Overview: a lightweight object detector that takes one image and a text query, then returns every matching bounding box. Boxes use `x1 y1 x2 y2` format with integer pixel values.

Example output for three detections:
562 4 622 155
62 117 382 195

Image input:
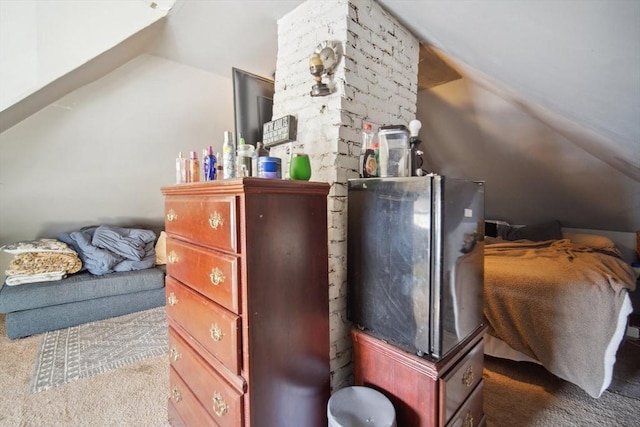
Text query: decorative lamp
309 41 340 96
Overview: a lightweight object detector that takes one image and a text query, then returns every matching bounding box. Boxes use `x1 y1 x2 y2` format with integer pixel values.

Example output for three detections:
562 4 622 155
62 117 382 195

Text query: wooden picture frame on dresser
162 178 330 427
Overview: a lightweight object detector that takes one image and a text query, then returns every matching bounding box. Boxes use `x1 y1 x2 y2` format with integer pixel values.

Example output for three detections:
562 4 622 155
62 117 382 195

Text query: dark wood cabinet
162 178 330 427
351 327 486 427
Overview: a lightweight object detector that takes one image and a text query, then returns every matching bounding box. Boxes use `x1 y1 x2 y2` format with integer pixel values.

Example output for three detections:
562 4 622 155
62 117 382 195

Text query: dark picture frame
232 67 275 146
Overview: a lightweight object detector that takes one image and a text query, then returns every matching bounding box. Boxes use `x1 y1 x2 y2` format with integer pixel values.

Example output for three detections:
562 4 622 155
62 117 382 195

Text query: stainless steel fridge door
347 176 433 354
430 175 484 357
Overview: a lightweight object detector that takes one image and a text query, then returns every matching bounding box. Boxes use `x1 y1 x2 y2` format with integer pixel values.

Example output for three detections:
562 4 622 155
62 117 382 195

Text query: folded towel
4 271 67 286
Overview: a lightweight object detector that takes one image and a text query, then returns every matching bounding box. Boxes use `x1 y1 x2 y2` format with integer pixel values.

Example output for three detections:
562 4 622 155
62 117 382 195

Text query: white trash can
327 386 396 427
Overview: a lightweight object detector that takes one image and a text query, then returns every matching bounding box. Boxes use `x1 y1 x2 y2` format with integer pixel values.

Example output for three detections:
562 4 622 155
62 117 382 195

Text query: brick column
271 0 419 390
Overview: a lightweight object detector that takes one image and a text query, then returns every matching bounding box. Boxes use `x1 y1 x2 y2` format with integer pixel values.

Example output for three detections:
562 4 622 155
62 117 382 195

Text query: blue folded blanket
56 225 156 275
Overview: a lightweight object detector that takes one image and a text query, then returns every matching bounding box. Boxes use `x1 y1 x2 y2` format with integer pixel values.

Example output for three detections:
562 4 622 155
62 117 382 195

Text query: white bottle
176 151 187 184
222 131 236 179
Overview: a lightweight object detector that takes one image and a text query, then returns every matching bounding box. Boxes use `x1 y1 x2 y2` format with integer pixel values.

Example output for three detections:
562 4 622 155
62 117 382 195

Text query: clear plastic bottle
360 123 379 178
204 146 218 181
222 131 236 179
236 138 254 177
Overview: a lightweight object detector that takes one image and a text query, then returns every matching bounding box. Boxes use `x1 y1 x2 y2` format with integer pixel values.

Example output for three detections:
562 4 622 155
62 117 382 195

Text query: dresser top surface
161 177 329 196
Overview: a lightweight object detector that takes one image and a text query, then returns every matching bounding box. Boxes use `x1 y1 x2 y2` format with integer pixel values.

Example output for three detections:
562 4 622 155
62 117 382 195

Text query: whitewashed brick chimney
271 0 419 391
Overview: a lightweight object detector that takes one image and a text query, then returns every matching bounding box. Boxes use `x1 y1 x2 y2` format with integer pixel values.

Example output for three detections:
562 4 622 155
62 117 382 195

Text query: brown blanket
484 239 635 397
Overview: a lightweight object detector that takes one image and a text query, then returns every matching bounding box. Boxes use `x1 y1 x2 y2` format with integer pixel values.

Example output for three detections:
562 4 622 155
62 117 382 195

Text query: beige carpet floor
0 315 640 427
0 315 169 427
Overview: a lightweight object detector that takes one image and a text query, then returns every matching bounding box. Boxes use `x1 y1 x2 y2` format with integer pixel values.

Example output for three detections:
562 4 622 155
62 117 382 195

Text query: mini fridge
347 174 484 359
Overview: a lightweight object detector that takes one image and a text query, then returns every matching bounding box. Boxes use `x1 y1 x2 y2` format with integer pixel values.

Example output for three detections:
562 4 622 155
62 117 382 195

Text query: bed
484 224 636 398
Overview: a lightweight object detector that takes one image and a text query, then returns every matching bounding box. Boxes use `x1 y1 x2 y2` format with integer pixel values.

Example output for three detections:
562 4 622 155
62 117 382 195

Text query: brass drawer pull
167 251 179 264
209 323 224 342
209 212 224 230
213 391 229 417
209 267 224 286
462 411 473 427
167 292 178 307
171 386 182 403
462 366 473 387
169 347 182 362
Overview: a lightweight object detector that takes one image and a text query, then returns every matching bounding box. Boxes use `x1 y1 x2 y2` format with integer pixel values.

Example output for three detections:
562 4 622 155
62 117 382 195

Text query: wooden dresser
162 178 330 427
351 327 486 427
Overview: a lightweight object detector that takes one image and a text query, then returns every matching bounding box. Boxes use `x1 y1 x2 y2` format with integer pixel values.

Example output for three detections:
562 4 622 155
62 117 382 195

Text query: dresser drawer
166 276 241 375
169 369 216 426
169 329 243 427
167 238 240 313
164 196 238 252
441 340 484 424
447 381 484 427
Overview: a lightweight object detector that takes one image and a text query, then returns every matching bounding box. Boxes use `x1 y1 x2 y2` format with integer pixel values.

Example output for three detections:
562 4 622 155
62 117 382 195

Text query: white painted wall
417 79 640 260
0 0 175 111
0 55 234 244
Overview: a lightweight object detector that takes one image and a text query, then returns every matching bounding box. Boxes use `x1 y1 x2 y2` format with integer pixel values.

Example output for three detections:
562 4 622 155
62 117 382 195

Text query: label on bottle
222 144 236 179
362 149 378 178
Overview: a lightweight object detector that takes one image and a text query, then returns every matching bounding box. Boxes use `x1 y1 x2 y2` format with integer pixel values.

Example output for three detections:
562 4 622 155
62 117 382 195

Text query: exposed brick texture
271 0 419 390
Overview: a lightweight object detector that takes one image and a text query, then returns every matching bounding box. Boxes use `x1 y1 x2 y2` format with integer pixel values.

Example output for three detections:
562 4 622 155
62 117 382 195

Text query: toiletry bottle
360 123 378 178
204 146 218 181
202 148 209 181
189 151 200 182
236 137 254 177
176 151 187 184
222 131 236 179
216 153 224 179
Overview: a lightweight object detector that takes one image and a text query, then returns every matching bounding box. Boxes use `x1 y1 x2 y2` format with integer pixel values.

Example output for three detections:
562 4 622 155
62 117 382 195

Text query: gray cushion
5 289 165 339
0 266 165 313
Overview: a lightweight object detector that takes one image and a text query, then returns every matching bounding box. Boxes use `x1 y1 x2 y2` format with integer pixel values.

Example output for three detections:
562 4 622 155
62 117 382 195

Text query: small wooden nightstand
351 327 486 427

---------------

_Task to complete_. Extract the lines above and reproduce them exactly, omitting the pictures from your answer.

_Expected answer_.
Overview: a lightweight object detector that takes one image and a text query, then returns every matching bounding box. Boxes use `x1 y1 x2 y2` format with integer pixel values.

Example output for three detections:
562 4 622 155
62 117 382 195

Image input:
Text query: decorative lamp
309 41 340 96
Overview: a lightweight object detector that takes one image and a text query, then returns every matching bounding box. Boxes use `x1 y1 x2 y2` format with integer pixel values.

Example output for three detections:
562 4 622 155
62 117 382 195

Text query: wooden picture frame on dresser
162 178 330 427
Overview: a lightweight object detector that takes one image and a text query, then returns every matching bounding box. Boxes use `x1 y1 x2 y2` format with integer pixel values.

Example output for three detections:
562 4 622 155
62 117 382 195

Text query: dark wood cabinet
162 178 330 427
351 327 486 427
Overview: a lightweight object detector that takes one image and a text query, then returns every matching bounding box. Boxes use `x1 y1 x2 y2` format with integer pixel values.

Example output for three detections:
562 4 622 155
62 117 382 195

Text query: dark picture frame
232 67 275 146
Overview: a lightweight object detector that takes one image and a text query, then returns every matching bounding box. Boxes use `x1 y1 x2 y2` format with integer pixel values.

Example output for three detections:
562 4 622 155
62 117 382 195

Text query: stainless steel fridge door
347 176 433 354
430 175 484 357
Overview: a lightweight object detector that takes one image and a text query, then returns every matching bounding box. Boxes use `x1 y1 x2 y2` format with integer pixel values.

Example output for three detections:
562 4 622 155
62 117 382 195

Text query: folded towel
4 271 67 286
Overview: a lightweight object detector that takes one image and a text query, then returns every matching bounding box. Boxes use `x1 y1 x2 y2` format with integer pixel values.

Example output for three detections:
562 4 622 155
62 117 382 195

Text query: white trash can
327 386 396 427
Overview: a lightweight object detector that takes one image and a text query, then returns every matching bounding box. Boxes use `x1 y1 x2 y2` format with integer pixel values.

Example output for three detections:
562 4 622 155
62 117 382 195

Text query: brick column
271 0 419 390
Overview: a lightweight object detector that takes one image and a text query, then returns every matching bounding box. Boxes use `x1 y1 x2 y2` format with integer pixel values.

Example output for three detections:
562 4 622 155
62 117 382 195

Text query: blue folded blanket
56 225 156 275
Overview: a lightweight object detector that takes one image and a text query, then returns every matching bounding box. Boxes use `x1 y1 x2 y2` format with integer pixel values.

Example output for three detections:
562 4 622 155
62 117 382 195

Text query: white bottle
176 151 187 184
222 131 236 179
Overview: a lightweight object detector that takes one image and a text query, then returns every matching bounding box. Boxes use `x1 y1 x2 y2` format with integer pixel values.

Example output for three detections:
562 4 622 155
62 117 382 195

Text query: clear plastic bottle
360 123 379 178
204 146 218 181
222 131 236 179
236 138 254 177
Overview: a lightweight object detector that takes one image and a text query, then returns every matching bounding box. Boxes use `x1 y1 x2 y2` format with integer pixel values.

Example output for three detections:
562 4 622 155
62 117 382 195

Text query: dresser top surface
161 177 329 196
Overview: a lightweight object detector that takes one image and a text query, then returns every matching bounding box. Boxes use `x1 y1 x2 y2` format with integer pixel values.

Example output for three detections:
562 4 622 155
62 117 382 195

Text query: whitewashed brick chimney
271 0 419 391
Overview: a lightweight object detector that takes one image and a text query, then returns every matching bounding box. Boxes use `x1 y1 x2 y2` format with integer pixel values.

Example output for three detections:
562 4 622 155
62 117 382 195

Text query: brown blanket
484 239 635 397
Overview: a lightweight object detector that takes one image and a text query, then returns every matching bounding box. Boxes use `x1 y1 x2 y2` format with integer pixel values.

Example output for three detections:
562 4 622 155
62 117 382 195

Text query: beige carpet floor
0 315 640 427
0 315 169 427
Overview: a lightweight object detector that takes one image and a text query, then returns every matching bounding box. Boxes use `x1 y1 x2 y2` format with integer pixel values.

Example output for three detections:
562 4 622 155
62 117 382 195

Text query: mini fridge
347 174 484 359
Overview: a lightweight object detector that takes one image and a text query, then returns every matching bounding box. Boxes use `x1 y1 x2 y2` format with integer pixel values.

Example output for three detections:
562 4 622 155
62 117 382 195

Text query: bed
484 224 636 398
Overview: a lightweight object detector that takes one image and a text query, then returns every matching bounding box. Boxes use `x1 y1 x2 y2` format with integer pixel values.

Example output for three detections:
562 4 622 155
62 117 382 195

Text query: brass drawer pull
167 251 179 264
209 323 224 342
209 212 224 230
213 391 229 417
209 267 224 286
462 411 473 427
167 292 178 307
171 386 182 403
462 366 473 387
169 347 182 362
Overview: a lightweight object detector that takes one image and a text query, then returns every matching bounding box. Boxes use `x1 y1 x2 y2` format with integer pixel values.

Example output for three detections:
562 4 622 155
62 117 382 195

Text query: wooden dresser
162 178 330 427
351 327 486 427
Overview: a lightweight object detector that takes one image and a text query, then returns every matching bounding box. Boxes use `x1 y1 x2 y2` format with integer pixel values.

Example output for three detections:
562 4 622 155
62 117 382 195

Text query: dresser drawer
166 276 241 375
169 369 216 426
169 329 243 427
167 238 240 313
164 196 238 252
441 340 484 424
447 381 484 427
Overview: a lightweight object detector that takes one image and a text query, then returns every matching bounding box. Boxes use `x1 y1 x2 y2` format with integer pixel values.

Example output for three detections:
562 4 622 155
62 117 382 195

Text query: white painted wall
417 79 640 260
0 0 175 111
0 55 234 244
Overview: a lightweight object detector that takes one image and a text query, then returns every matching bounding box. Boxes use `x1 y1 x2 y2` format with integer pixel values.

Example output for three detections:
562 4 622 155
62 117 382 195

Text query: label on bottle
222 144 236 179
362 149 378 178
Overview: a lightweight object detector that takes one image and a text query, then returns every matching bounding box. Boxes use `x1 y1 x2 y2` format with integer pixel values.

Example output for three detections:
562 4 622 155
62 117 382 195

Text query: exposed brick texture
271 0 419 390
Overview: a lightweight object detector that takes one image and a text query, then returns every matching bounding box. Boxes use `x1 y1 x2 y2` format with integer pixel values.

Example output for three detections:
562 4 622 155
62 117 382 195

Text query: toiletry bottle
360 123 378 178
204 146 218 181
202 148 209 181
189 151 200 182
236 137 254 177
176 151 187 184
222 131 236 179
216 153 224 179
Overview: a lightweight object detector that takes one image and a text query, then returns every matching bounding box. Boxes use `x1 y1 x2 y2` format with integer pixel values.

Example output for three detections:
562 4 622 155
62 117 382 195

Text query: gray cushion
5 289 165 339
0 266 165 313
Overview: a lightweight object detector that takes one image and a text query, then returns every matching bounding box. Boxes use `x1 y1 x2 y2` format with integer pixel values.

Example output for three detections:
562 4 622 155
62 117 382 195

Text query: small wooden nightstand
351 327 486 427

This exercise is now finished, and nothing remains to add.